# Exercise brief:
Using the listing below, return every line that includes "instance".

# The input:

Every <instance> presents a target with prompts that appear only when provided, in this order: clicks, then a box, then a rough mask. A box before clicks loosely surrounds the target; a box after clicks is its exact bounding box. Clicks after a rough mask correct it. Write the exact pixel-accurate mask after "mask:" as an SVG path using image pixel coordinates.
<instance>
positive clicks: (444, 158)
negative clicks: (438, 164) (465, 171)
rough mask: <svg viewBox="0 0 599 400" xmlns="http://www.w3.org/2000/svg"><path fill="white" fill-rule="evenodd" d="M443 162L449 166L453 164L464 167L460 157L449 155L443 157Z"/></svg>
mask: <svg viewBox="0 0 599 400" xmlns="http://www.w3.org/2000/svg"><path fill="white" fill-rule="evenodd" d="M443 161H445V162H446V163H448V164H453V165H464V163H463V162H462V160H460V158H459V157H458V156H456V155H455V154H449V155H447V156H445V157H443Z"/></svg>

# Solution:
Every <instance> presents a target with prompts that appear only when provided, in this order: clicks, then a box, then a rough mask. A box before clicks loosely surrounds the target; a box after clicks is its exact bounding box. Clicks after a rough mask correct it. Write the exact pixel-accurate mask after "mask:" as an SVG path using image pixel coordinates.
<instance>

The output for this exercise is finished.